Excerpted records -

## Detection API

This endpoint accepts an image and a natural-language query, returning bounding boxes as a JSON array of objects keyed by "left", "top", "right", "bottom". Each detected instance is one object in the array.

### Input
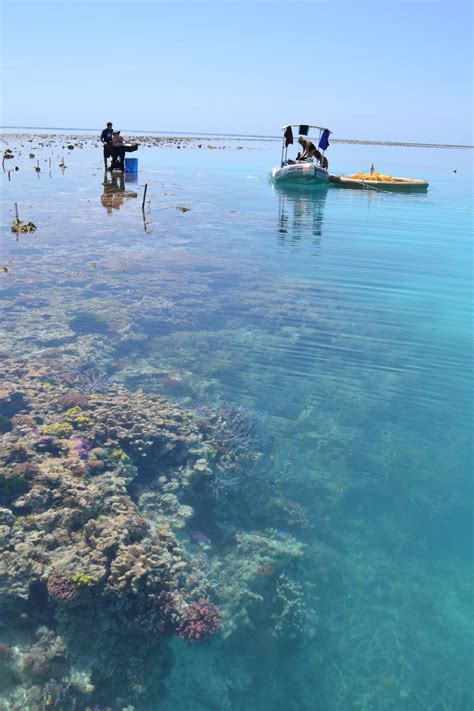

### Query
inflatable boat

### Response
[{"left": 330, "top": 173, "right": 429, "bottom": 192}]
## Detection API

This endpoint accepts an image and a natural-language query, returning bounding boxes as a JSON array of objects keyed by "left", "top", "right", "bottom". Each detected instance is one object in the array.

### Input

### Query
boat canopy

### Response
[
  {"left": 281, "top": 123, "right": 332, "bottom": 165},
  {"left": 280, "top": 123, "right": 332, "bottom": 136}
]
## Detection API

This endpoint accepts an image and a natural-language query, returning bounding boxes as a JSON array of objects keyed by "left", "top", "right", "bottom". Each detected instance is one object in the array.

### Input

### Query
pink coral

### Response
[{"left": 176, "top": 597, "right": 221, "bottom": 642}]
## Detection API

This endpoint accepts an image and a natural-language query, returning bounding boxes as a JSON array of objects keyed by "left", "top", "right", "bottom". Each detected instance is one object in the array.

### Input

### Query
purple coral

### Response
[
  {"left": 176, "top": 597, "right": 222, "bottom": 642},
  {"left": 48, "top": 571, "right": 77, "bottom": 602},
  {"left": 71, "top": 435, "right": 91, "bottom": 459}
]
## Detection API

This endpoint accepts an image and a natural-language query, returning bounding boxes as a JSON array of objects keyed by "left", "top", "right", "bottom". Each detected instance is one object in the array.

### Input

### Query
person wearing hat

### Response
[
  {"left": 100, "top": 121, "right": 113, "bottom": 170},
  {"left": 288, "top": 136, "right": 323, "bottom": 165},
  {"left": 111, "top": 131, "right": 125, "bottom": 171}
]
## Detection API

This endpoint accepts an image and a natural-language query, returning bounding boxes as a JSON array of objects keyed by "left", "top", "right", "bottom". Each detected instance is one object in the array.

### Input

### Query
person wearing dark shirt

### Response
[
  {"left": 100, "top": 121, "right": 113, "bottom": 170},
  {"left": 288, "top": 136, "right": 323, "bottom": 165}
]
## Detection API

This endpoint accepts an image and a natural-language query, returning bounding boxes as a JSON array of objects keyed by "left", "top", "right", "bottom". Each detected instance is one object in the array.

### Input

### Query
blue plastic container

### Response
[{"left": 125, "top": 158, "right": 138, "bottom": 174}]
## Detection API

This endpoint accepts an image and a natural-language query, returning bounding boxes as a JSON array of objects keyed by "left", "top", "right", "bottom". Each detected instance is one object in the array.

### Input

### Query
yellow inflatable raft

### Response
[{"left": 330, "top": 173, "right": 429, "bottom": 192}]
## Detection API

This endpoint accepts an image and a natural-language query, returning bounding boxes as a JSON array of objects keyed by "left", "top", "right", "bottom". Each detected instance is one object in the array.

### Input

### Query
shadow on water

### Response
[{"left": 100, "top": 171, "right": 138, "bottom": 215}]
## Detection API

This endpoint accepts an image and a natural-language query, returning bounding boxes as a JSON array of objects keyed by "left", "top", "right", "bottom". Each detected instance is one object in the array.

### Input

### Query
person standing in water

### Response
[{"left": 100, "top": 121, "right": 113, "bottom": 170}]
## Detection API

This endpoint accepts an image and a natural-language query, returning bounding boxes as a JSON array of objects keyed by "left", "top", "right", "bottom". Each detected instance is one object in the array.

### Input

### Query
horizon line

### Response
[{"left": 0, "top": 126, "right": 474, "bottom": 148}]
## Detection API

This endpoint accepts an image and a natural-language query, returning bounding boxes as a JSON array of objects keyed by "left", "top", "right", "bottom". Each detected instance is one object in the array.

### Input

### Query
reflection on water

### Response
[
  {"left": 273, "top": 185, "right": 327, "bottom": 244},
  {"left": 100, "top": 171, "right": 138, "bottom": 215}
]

* * *

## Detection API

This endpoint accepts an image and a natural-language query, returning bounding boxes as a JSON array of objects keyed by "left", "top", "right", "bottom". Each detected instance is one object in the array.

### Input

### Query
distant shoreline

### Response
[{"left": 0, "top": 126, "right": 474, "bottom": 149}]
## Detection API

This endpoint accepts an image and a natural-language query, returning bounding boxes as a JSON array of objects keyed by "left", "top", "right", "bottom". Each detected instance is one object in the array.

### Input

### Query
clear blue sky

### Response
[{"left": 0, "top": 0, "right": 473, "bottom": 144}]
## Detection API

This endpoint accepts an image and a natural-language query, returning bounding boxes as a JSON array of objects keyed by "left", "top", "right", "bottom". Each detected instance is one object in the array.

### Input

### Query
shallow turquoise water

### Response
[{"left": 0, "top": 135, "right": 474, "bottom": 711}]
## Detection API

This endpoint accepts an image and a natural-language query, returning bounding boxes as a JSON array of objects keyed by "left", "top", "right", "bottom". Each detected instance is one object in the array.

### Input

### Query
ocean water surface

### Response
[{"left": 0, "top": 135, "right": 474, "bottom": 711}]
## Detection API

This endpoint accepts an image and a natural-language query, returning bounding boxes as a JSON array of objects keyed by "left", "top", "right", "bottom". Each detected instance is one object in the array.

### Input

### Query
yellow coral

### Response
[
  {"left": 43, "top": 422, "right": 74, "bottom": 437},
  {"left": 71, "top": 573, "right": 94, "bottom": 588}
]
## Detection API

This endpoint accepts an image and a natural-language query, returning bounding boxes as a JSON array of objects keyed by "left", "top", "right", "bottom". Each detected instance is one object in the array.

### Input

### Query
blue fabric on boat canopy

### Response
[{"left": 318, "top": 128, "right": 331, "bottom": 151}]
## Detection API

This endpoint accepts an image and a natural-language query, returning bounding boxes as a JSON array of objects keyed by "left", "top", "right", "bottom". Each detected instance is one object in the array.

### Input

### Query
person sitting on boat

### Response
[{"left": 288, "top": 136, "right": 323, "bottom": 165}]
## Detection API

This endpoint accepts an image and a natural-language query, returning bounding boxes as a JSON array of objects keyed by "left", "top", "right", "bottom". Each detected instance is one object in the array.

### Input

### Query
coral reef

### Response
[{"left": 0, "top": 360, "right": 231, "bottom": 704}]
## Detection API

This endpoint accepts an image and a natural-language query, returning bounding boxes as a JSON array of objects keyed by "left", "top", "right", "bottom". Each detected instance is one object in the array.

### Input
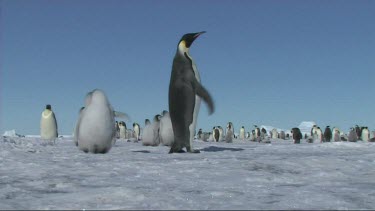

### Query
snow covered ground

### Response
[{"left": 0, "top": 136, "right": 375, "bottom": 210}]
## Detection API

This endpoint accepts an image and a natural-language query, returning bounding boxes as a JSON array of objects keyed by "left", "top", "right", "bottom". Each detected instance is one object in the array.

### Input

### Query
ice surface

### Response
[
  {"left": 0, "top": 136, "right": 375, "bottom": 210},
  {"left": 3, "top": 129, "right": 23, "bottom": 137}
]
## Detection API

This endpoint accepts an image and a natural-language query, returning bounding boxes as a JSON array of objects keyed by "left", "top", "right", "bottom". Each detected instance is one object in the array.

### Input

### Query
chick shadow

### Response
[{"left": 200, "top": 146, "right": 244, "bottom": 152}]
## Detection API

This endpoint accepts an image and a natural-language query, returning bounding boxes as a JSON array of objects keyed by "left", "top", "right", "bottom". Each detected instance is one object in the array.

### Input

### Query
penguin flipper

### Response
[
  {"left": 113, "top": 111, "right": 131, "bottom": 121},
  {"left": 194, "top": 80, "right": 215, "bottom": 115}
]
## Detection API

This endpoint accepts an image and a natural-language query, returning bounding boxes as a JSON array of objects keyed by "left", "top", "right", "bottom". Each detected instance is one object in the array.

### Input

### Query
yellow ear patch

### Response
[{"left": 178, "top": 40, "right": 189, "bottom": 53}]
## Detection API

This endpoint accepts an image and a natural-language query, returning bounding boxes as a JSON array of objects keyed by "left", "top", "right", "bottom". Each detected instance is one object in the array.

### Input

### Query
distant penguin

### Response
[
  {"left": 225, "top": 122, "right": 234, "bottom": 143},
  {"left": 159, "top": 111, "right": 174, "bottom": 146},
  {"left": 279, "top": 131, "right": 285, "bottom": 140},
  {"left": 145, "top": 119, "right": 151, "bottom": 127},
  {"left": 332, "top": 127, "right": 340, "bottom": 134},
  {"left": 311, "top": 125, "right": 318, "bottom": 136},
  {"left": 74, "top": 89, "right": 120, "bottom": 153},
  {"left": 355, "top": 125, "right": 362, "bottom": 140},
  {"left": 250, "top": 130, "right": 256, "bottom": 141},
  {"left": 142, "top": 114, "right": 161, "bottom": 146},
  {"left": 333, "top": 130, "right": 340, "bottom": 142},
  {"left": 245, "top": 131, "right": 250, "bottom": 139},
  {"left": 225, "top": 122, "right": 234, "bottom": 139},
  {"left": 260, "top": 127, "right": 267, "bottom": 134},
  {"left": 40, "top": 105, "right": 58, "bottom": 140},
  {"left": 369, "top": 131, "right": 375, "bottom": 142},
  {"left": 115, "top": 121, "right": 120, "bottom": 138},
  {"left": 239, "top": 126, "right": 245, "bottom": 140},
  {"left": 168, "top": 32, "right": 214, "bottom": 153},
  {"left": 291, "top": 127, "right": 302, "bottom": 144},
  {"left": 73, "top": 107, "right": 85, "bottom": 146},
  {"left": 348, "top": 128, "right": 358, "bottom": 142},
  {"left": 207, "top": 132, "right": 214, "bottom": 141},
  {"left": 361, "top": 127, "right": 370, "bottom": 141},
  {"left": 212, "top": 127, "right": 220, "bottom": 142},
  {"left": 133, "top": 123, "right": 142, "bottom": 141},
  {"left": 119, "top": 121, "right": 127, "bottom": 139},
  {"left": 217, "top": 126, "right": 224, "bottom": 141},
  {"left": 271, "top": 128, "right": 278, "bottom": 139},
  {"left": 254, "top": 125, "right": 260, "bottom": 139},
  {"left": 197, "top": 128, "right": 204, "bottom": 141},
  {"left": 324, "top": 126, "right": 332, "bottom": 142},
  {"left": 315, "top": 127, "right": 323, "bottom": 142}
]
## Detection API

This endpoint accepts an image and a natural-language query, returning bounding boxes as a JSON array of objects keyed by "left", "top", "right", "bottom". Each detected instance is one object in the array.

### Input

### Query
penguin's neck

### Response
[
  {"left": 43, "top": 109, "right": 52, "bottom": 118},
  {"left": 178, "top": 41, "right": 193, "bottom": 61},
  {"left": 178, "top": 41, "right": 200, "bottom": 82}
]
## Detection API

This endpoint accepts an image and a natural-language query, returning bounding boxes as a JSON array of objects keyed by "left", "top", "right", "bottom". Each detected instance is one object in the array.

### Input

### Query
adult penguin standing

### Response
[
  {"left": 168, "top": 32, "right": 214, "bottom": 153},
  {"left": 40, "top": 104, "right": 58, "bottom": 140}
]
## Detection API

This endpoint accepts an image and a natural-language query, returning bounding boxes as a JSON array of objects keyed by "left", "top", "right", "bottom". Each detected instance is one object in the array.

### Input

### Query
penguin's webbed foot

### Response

Exercise brief -
Pick out and copy every line of the records above that contains the word "person". Case counts.

Expected answer -
person wearing hat
person wearing dark shirt
person standing in water
person sitting on boat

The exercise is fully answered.